| Required work |
Every entry gets copied exactly. No images go into the copy.

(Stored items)

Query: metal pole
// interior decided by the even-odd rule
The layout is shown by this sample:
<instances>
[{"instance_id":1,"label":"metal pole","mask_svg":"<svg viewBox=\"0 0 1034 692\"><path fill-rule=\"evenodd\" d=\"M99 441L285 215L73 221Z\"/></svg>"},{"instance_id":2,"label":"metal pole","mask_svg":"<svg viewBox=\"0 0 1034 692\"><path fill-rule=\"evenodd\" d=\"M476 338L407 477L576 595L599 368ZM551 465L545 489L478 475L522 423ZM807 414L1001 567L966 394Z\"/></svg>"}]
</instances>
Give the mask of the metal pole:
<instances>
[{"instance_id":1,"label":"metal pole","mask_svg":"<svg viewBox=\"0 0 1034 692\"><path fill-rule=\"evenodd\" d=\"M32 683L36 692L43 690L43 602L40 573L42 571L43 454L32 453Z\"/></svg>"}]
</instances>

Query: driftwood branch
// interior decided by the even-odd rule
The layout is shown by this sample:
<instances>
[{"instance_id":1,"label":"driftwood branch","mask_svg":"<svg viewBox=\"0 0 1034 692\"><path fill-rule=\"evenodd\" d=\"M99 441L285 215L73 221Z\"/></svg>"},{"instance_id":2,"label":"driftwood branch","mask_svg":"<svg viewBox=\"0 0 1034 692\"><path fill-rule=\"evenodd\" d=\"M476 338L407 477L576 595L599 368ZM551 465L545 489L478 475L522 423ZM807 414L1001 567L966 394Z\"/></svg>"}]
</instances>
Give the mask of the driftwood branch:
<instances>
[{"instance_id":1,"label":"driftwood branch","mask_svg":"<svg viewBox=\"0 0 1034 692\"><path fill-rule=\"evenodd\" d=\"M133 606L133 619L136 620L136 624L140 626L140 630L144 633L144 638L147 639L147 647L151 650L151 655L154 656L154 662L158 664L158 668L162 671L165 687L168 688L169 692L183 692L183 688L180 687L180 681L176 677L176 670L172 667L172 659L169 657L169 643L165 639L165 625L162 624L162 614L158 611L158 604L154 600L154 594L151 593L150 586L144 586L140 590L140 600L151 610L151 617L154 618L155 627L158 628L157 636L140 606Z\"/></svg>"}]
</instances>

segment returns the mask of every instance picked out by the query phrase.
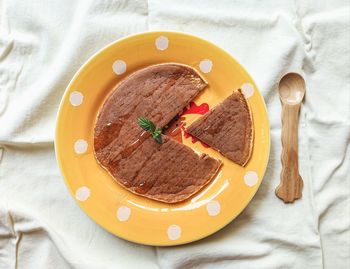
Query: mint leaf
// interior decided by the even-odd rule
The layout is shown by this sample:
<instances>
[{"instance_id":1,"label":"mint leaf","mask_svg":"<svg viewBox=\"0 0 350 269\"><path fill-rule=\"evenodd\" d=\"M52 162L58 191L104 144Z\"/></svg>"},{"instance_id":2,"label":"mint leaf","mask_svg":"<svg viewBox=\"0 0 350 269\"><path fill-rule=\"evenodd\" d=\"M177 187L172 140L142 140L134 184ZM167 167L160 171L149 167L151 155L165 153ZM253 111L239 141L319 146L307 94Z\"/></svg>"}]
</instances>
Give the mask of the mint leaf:
<instances>
[{"instance_id":1,"label":"mint leaf","mask_svg":"<svg viewBox=\"0 0 350 269\"><path fill-rule=\"evenodd\" d=\"M158 144L162 144L162 129L156 128L155 131L152 133L152 137Z\"/></svg>"},{"instance_id":2,"label":"mint leaf","mask_svg":"<svg viewBox=\"0 0 350 269\"><path fill-rule=\"evenodd\" d=\"M154 123L149 119L140 117L137 119L137 122L140 125L140 127L145 131L153 133L156 129L156 126L154 125Z\"/></svg>"},{"instance_id":3,"label":"mint leaf","mask_svg":"<svg viewBox=\"0 0 350 269\"><path fill-rule=\"evenodd\" d=\"M162 129L161 128L159 128L159 127L156 128L155 124L146 118L140 117L137 119L137 122L143 130L145 130L151 134L152 138L158 144L162 144Z\"/></svg>"},{"instance_id":4,"label":"mint leaf","mask_svg":"<svg viewBox=\"0 0 350 269\"><path fill-rule=\"evenodd\" d=\"M162 141L162 134L154 134L153 133L152 137L153 137L154 140L156 140L156 142L158 144L162 144L163 143L163 141Z\"/></svg>"},{"instance_id":5,"label":"mint leaf","mask_svg":"<svg viewBox=\"0 0 350 269\"><path fill-rule=\"evenodd\" d=\"M153 132L154 135L161 135L162 134L162 129L161 128L156 128Z\"/></svg>"}]
</instances>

| Solution to the problem |
Query: metal pole
// interior decided by the even-odd rule
The layout is shown by this sample:
<instances>
[{"instance_id":1,"label":"metal pole","mask_svg":"<svg viewBox=\"0 0 1034 692\"><path fill-rule=\"evenodd\" d=\"M99 441L285 215L73 221Z\"/></svg>"},{"instance_id":2,"label":"metal pole","mask_svg":"<svg viewBox=\"0 0 1034 692\"><path fill-rule=\"evenodd\" d=\"M476 338L407 477L576 595L599 368ZM551 465L545 489L478 475L522 423ZM807 414L1001 567L966 394Z\"/></svg>"}]
</instances>
Give the mask of the metal pole:
<instances>
[{"instance_id":1,"label":"metal pole","mask_svg":"<svg viewBox=\"0 0 1034 692\"><path fill-rule=\"evenodd\" d=\"M32 683L36 692L43 690L43 602L40 573L42 571L43 454L32 453Z\"/></svg>"}]
</instances>

Query: driftwood branch
// interior decided by the even-odd rule
The layout is shown by this sample:
<instances>
[{"instance_id":1,"label":"driftwood branch","mask_svg":"<svg viewBox=\"0 0 1034 692\"><path fill-rule=\"evenodd\" d=\"M99 441L285 215L73 221Z\"/></svg>"},{"instance_id":2,"label":"driftwood branch","mask_svg":"<svg viewBox=\"0 0 1034 692\"><path fill-rule=\"evenodd\" d=\"M476 338L407 477L576 595L599 368ZM551 465L545 489L478 475L522 423ZM807 414L1001 567L966 394Z\"/></svg>"}]
</instances>
Give the mask of the driftwood branch:
<instances>
[{"instance_id":1,"label":"driftwood branch","mask_svg":"<svg viewBox=\"0 0 1034 692\"><path fill-rule=\"evenodd\" d=\"M133 606L133 619L136 620L136 624L140 626L140 630L144 633L144 638L147 639L147 647L151 650L151 655L154 656L154 662L158 664L158 668L162 671L165 687L168 688L169 692L183 692L183 688L180 687L180 681L176 677L176 670L172 667L172 659L169 657L169 643L165 639L165 625L162 624L162 614L158 611L158 604L154 600L154 594L151 593L150 586L144 586L140 590L140 600L151 610L151 617L154 618L155 627L158 628L157 636L140 606Z\"/></svg>"}]
</instances>

segment returns the mask of every instance picked out by the query phrase.
Query: mint leaf
// interior decided by the even-odd rule
The layout is shown by this sample:
<instances>
[{"instance_id":1,"label":"mint leaf","mask_svg":"<svg viewBox=\"0 0 350 269\"><path fill-rule=\"evenodd\" d=\"M52 162L58 191L104 144Z\"/></svg>"},{"instance_id":2,"label":"mint leaf","mask_svg":"<svg viewBox=\"0 0 350 269\"><path fill-rule=\"evenodd\" d=\"M177 187L172 140L142 140L134 184ZM167 167L160 171L149 167L151 155L165 153ZM253 111L239 141L319 146L307 94Z\"/></svg>"}]
</instances>
Give the mask of the mint leaf:
<instances>
[{"instance_id":1,"label":"mint leaf","mask_svg":"<svg viewBox=\"0 0 350 269\"><path fill-rule=\"evenodd\" d=\"M158 144L162 144L162 129L156 128L155 131L152 133L152 137Z\"/></svg>"},{"instance_id":2,"label":"mint leaf","mask_svg":"<svg viewBox=\"0 0 350 269\"><path fill-rule=\"evenodd\" d=\"M154 123L149 119L140 117L137 119L137 122L140 125L140 127L145 131L153 133L156 129L156 126L154 125Z\"/></svg>"},{"instance_id":3,"label":"mint leaf","mask_svg":"<svg viewBox=\"0 0 350 269\"><path fill-rule=\"evenodd\" d=\"M162 129L161 128L159 128L159 127L156 128L155 124L146 118L140 117L137 119L137 122L143 130L145 130L151 134L152 138L158 144L162 144Z\"/></svg>"},{"instance_id":4,"label":"mint leaf","mask_svg":"<svg viewBox=\"0 0 350 269\"><path fill-rule=\"evenodd\" d=\"M162 141L162 134L154 134L153 133L152 137L153 137L154 140L156 140L156 142L158 144L162 144L163 143L163 141Z\"/></svg>"},{"instance_id":5,"label":"mint leaf","mask_svg":"<svg viewBox=\"0 0 350 269\"><path fill-rule=\"evenodd\" d=\"M153 132L154 135L161 135L162 134L162 129L161 128L156 128Z\"/></svg>"}]
</instances>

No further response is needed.